SET EXERCISE: Return each of the entries below word for word, changing nothing.

DATA EXTRACT:
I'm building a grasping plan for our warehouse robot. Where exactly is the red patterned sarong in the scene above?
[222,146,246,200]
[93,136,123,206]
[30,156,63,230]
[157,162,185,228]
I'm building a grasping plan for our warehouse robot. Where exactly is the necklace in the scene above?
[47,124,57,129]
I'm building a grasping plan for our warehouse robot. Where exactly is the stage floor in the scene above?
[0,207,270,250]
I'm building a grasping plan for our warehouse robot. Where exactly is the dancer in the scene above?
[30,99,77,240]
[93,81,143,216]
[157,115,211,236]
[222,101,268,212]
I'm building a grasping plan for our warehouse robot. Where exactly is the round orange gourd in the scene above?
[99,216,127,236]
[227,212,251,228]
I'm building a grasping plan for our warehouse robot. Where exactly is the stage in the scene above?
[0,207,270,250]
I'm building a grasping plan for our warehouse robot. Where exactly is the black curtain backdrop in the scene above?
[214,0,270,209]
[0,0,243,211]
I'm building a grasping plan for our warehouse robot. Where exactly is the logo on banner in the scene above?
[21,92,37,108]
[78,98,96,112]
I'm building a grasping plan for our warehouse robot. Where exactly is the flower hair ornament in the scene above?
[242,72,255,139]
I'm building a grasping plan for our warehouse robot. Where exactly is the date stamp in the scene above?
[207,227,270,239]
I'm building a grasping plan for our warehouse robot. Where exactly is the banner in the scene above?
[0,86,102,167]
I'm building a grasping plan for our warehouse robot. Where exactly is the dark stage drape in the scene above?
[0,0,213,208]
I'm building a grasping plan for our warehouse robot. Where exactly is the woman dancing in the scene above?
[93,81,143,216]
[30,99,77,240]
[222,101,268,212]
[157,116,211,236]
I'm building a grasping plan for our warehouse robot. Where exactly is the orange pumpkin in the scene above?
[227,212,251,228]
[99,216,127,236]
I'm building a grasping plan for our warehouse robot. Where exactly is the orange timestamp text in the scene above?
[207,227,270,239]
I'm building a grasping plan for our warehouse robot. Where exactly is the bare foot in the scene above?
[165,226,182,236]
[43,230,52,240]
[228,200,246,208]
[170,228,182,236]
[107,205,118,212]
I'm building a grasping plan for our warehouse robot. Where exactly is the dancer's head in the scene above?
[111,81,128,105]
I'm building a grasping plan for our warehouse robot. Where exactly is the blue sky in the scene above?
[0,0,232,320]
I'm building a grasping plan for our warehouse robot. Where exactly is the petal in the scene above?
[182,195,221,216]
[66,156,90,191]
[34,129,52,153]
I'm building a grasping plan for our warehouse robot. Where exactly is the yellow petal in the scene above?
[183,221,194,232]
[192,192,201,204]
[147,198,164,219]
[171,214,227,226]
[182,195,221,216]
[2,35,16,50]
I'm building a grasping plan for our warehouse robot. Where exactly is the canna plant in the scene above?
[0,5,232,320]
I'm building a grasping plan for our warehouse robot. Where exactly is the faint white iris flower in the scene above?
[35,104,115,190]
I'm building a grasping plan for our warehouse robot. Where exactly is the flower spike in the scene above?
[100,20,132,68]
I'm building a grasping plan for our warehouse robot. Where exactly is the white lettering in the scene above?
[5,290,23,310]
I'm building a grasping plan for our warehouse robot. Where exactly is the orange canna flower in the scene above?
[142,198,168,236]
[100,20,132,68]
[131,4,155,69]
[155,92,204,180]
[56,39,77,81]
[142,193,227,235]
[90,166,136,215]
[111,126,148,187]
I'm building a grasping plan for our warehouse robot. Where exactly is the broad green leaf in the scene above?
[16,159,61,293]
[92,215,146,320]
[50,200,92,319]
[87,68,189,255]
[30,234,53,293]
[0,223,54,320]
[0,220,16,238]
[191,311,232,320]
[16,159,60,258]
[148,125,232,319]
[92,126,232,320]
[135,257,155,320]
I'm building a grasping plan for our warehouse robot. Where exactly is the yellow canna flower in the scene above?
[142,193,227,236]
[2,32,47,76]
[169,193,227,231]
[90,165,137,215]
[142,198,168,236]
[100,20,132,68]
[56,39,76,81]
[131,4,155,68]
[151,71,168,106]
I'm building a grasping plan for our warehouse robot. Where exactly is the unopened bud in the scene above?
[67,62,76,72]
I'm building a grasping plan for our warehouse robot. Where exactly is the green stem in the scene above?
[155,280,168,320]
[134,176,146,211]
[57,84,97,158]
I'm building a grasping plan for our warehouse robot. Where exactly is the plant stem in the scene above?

RESPONSE TO THIS TASK:
I'm building a grasping plan for our warehouse robot. Where exactly is the red patterned sarong in the scene above?
[222,146,246,200]
[93,136,123,206]
[30,156,63,230]
[157,162,185,228]
I'm building a grasping plan for our warehouse robot. Where exactly is the necklace in the scene above?
[47,124,57,129]
I'm building a grasping plan for our warehouse robot. Where exactly is the stage floor in the scene above?
[0,207,270,250]
I'm building a grasping plan for our warehouse robot. Where exactly is the dancer in the scene above?
[30,99,77,240]
[93,81,143,216]
[157,115,211,236]
[222,101,268,212]
I'm building a grasping plan for our warehouse robot. Where exactly is the round orange gourd in the scene above?
[99,216,127,236]
[227,212,251,228]
I'm building a grasping plan for our warehouse robot. Where exactly is the stage in the scene above?
[0,207,270,250]
I'm building a grasping plan for our warehouse robot. Where exactly is the black curtain backdrop in the scene above?
[214,0,270,209]
[0,0,243,211]
I'm building a grasping plan for our warehouse robot. Where exactly is the logo on banner in the scene above?
[21,92,37,108]
[78,98,96,112]
I'm building a grasping plan for our warehouse robot. Where exactly is the flower hair ornament in the scene above?
[242,72,255,139]
I'm building a grasping plan for our warehouse robot. Where exactly is the date stamp in the scene above?
[207,227,270,239]
I'm building a grasping plan for our warehouse robot. Where exactly is the banner in the scene above?
[0,86,102,167]
I'm building a grasping plan for our warehouse robot. Where exactly is the dark stage drape in the scene above?
[0,0,213,208]
I'm building a grasping plan for our warehouse robot. Where exactly is the woman dancing in the scene above?
[93,81,143,216]
[30,99,77,240]
[222,101,268,212]
[157,116,211,236]
I'm building a grasping plan for our warehouse robot. Where exactly is the orange pumpkin in the scene above?
[227,212,251,228]
[99,216,127,236]
I'm building a grasping plan for our warehouse robot. Where exactly is the orange timestamp text in the scene above?
[207,227,270,239]
I'm building a grasping plan for our warehouse robot. Where exactly is the bare foot in the scene above?
[165,226,182,236]
[43,230,52,240]
[228,200,246,208]
[170,228,182,236]
[107,205,118,212]
I'm building a grasping plan for our warehouse robot. Where exactly is the dancer's head in the scene above?
[111,81,128,105]
I'm building a grasping plan for our warehouse robot. Where exactly is the blue sky in the scene above?
[0,0,232,320]
I'm building a grasping plan for our warehouse robot. Where exactly is the petal in the scene above?
[182,195,221,216]
[66,156,90,191]
[34,129,52,153]
I'm building a grasping plan for our warehouse robot. Where exactly is the yellow petal in the scene above?
[183,221,194,232]
[192,192,201,204]
[147,198,164,219]
[171,214,227,226]
[182,195,221,216]
[2,35,16,50]
I'm building a grasping plan for our warehouse robot. Where exactly is the canna plant in the scene above?
[0,5,232,320]
I'm building a grasping plan for our warehouse robot. Where exactly is the faint white iris flower in the scene above?
[35,104,115,190]
I'm building a grasping plan for our warehouse robot. Where exactly is the flower spike in the scene above?
[100,20,132,68]
I'm building a grasping plan for our warehouse robot. Where exactly is the white lettering in the scene above?
[5,290,23,310]
I'm building a grasping plan for our warehouse robot. Where exactly is the orange canna flower in the scene above?
[142,198,168,236]
[100,20,132,68]
[131,4,155,69]
[155,92,204,180]
[56,39,77,81]
[142,193,227,235]
[90,166,136,215]
[111,126,148,187]
I'm building a grasping plan for our warehouse robot. Where exactly is the broad green leaf in the scene above?
[16,159,61,293]
[92,215,146,320]
[50,200,92,319]
[87,68,189,255]
[30,234,53,293]
[0,223,54,320]
[0,220,16,238]
[191,311,232,320]
[16,159,60,258]
[148,125,232,319]
[92,126,232,320]
[135,257,155,320]
I'm building a grasping plan for our warehouse robot. Where exactly is the yellow canna flower in the scene above?
[142,193,227,236]
[2,32,47,76]
[169,193,227,231]
[90,165,137,215]
[142,198,168,236]
[100,20,132,68]
[56,39,76,81]
[131,4,155,68]
[151,71,168,106]
I'm building a grasping plan for our warehouse robot. Where exactly is the unopened bud in the scene above?
[67,62,76,72]
I'm building a grasping plan for our warehouse robot. Where exactly is the green stem in the scene above?
[155,280,168,320]
[134,176,146,211]
[57,84,97,158]
I'm building a grasping plan for our warehouse robot. Where exactly is the plant stem in the scene above?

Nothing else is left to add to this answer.